TASKS:
- a) In the wildlife rehab update, what is the price of one 2013 LWR calendar?
- b) List every detail that the wildlife rehab update gives about the 2013 LWR calendar.
- c) Write the next part of the wildlife rehab update, continuing after its last sentence.

PAGE TEXT:
··········

It’s not too late to purchase a 2013 LWR calendar through Lulu.com: http://www.lulu.com/shop/lwr-2013-calendar/calendar/product-20508997.html;jsessionid=9A82168D6909525E23A40D22846C7A80. The calendar features full-color photos of 12 of 2012’s intakes, one per month. All proceeds ($10 per calendar) over Lulu.com’s printing fees will be used to support our rehab efforts in 2013. Thanks to those of you who’ve already purchased calendars; for those who haven’t—what’re you waiting for? 2013 has arrived; time’s a-wastin’!
The flying squirrels were released shortly after the last update; several nights recently that the weather’s been decent, I’ve heard flyers in the yard and seen one of my feeders swaying when I aimed a flashlight at it. They’re lightning-quick little rascals! I’m pretty sure the two released flyers took up with the colony that frequents my yard at night.
The gray squirrels continue to grow apace, although they’re somewhat smaller than they should be. I’m not sure if this is because of the crappy diet they had before I got them or if it’s just that they were “out of season” babies. As of today, we had one fully open pair of eyes and one pair beginning to open. All 6 beady little eyes should be open by the weekend.

··········

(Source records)

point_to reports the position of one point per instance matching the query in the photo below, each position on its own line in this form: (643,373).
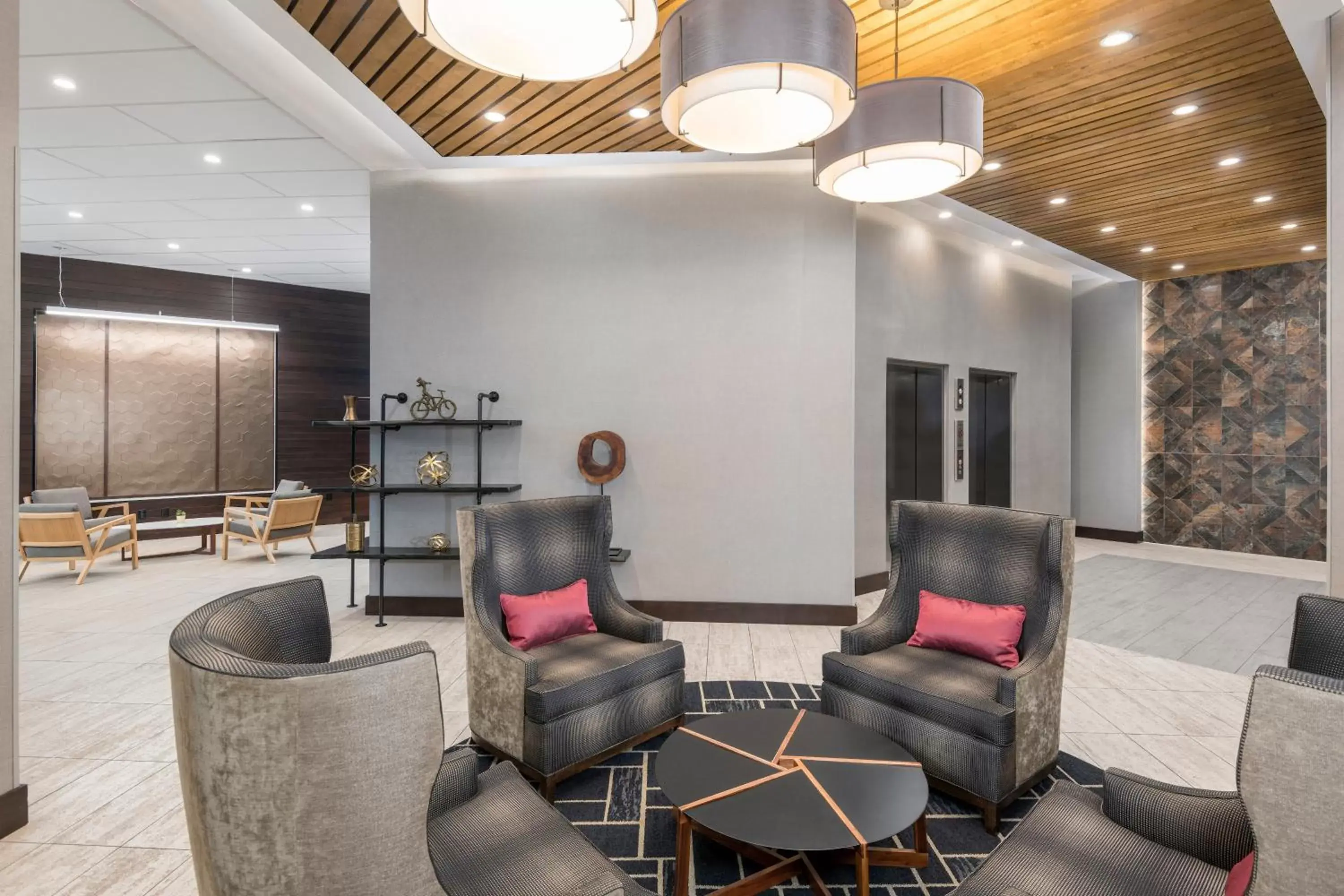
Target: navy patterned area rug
(620,808)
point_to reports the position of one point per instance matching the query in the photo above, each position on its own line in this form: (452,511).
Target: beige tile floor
(96,724)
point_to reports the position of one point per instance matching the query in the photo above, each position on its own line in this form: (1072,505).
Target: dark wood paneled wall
(322,355)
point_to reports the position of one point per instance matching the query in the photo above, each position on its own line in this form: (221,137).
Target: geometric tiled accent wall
(1234,410)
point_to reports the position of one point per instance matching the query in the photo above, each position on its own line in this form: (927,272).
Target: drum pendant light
(908,138)
(758,76)
(538,39)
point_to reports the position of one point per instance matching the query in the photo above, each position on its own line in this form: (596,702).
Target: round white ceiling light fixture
(538,39)
(909,138)
(758,76)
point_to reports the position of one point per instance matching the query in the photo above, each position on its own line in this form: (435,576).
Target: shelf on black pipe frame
(397,425)
(455,488)
(373,552)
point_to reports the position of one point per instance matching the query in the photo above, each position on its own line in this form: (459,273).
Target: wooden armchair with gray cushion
(285,516)
(304,777)
(69,534)
(983,732)
(1143,837)
(562,707)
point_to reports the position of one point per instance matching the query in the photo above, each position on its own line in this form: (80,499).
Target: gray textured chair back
(525,547)
(303,777)
(982,554)
(1289,773)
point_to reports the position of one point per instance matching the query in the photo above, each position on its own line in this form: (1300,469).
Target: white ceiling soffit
(116,170)
(1305,25)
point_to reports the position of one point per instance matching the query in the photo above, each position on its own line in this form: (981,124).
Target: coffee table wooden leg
(814,878)
(683,855)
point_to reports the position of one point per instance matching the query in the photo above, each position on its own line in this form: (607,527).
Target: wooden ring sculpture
(601,473)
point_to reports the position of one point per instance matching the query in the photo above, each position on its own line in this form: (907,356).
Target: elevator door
(914,433)
(991,439)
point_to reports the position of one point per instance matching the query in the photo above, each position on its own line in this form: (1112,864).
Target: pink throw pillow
(534,620)
(1240,879)
(983,630)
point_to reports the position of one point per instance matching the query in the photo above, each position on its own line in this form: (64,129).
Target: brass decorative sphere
(435,469)
(363,474)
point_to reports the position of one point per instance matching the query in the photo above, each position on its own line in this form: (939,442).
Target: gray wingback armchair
(984,734)
(1143,837)
(304,777)
(562,707)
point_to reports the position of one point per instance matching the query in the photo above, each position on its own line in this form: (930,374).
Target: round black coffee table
(792,789)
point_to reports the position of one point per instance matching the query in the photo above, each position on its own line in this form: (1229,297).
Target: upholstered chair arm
(456,782)
(1318,636)
(605,884)
(875,633)
(1206,824)
(613,616)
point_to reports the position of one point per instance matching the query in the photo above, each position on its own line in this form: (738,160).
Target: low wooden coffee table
(207,527)
(792,790)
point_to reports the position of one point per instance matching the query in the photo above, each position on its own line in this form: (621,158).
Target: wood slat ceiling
(1065,116)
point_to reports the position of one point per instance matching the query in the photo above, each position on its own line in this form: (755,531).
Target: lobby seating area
(671,448)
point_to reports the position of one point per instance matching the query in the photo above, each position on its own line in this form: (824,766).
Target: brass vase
(355,536)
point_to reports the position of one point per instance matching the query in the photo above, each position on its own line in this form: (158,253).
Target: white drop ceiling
(125,150)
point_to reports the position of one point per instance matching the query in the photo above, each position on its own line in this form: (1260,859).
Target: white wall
(1108,413)
(709,319)
(9,394)
(929,296)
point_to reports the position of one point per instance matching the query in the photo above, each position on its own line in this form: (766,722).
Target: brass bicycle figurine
(426,404)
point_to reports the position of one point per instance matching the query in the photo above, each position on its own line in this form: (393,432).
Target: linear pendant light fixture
(908,138)
(538,39)
(61,311)
(758,76)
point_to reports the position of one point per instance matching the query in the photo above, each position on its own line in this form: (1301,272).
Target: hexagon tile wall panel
(1234,410)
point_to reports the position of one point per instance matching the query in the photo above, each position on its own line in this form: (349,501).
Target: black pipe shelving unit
(382,554)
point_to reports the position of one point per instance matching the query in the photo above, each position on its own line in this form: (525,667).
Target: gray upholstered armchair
(562,707)
(984,734)
(1143,837)
(1318,636)
(304,777)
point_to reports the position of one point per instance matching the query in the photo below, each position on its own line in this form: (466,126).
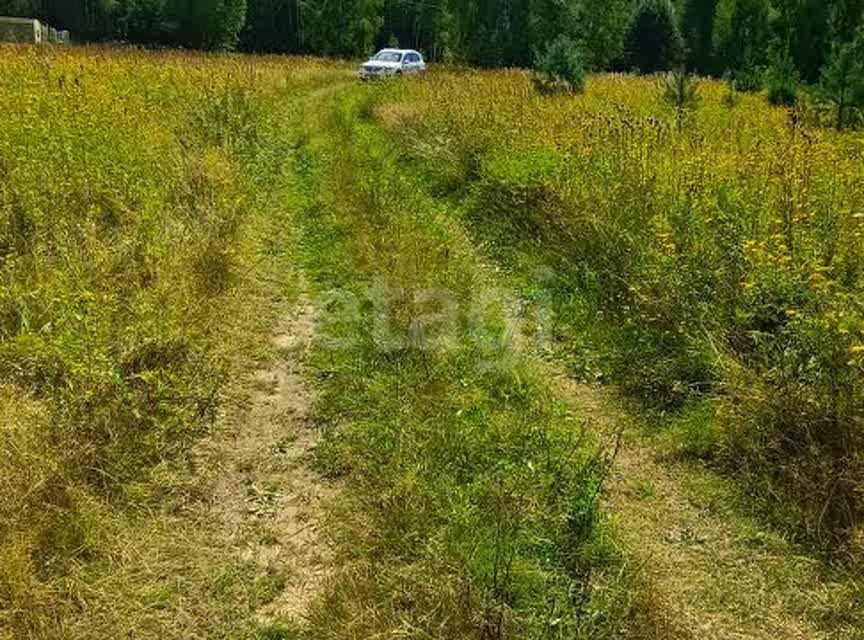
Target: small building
(22,30)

··········

RESPONSES:
- a) $10 per calendar.

- b)
- It can be purchased through Lulu.com.
- It features full-color photos of 12 of 2012's intakes.
- There is one photo per month.
- It costs $10 per calendar.
- All proceeds over Lulu.com's printing fees will support the rehab efforts in 2013.

- c)
This little brown bat (actual species name; Georgia also has big brown bats among its 16 species of bats) came in Christmas Day with a broken wing. Since I’m not licensed for RVS (rabies vector species), I took him in with the intention of transferring him to a properly RVS-licensed rehabber if he was savable. Of course, lacking the pre-exposure vaccine, the only way I could safely handle this little guy was with gloves, so a really thorough exam on my part was impossible. I debated and hoped that what appeared to be an open fracture was actually a puncture wound, but when my vets reopened after Christmas, we discovered that the break was in fact not fixable—there was no need for an x-ray, as when the little fellow began thrashing about in vet Richie Hatcher’s hand, it was obvious that the break was in the joint. Joint fractures in any flying creature, bat or bird, can’t be repaired to allow flight.
These stereotypical grimaces were a reaction to our exam:
And finally, just after Christmas, another gunshot red tailed hawk, a mature male, came in. This guy’s wing is broken but not badly displaced, so he should heal well. He’s not nearly as good humored as the female; in fact, he acts downright paranoid.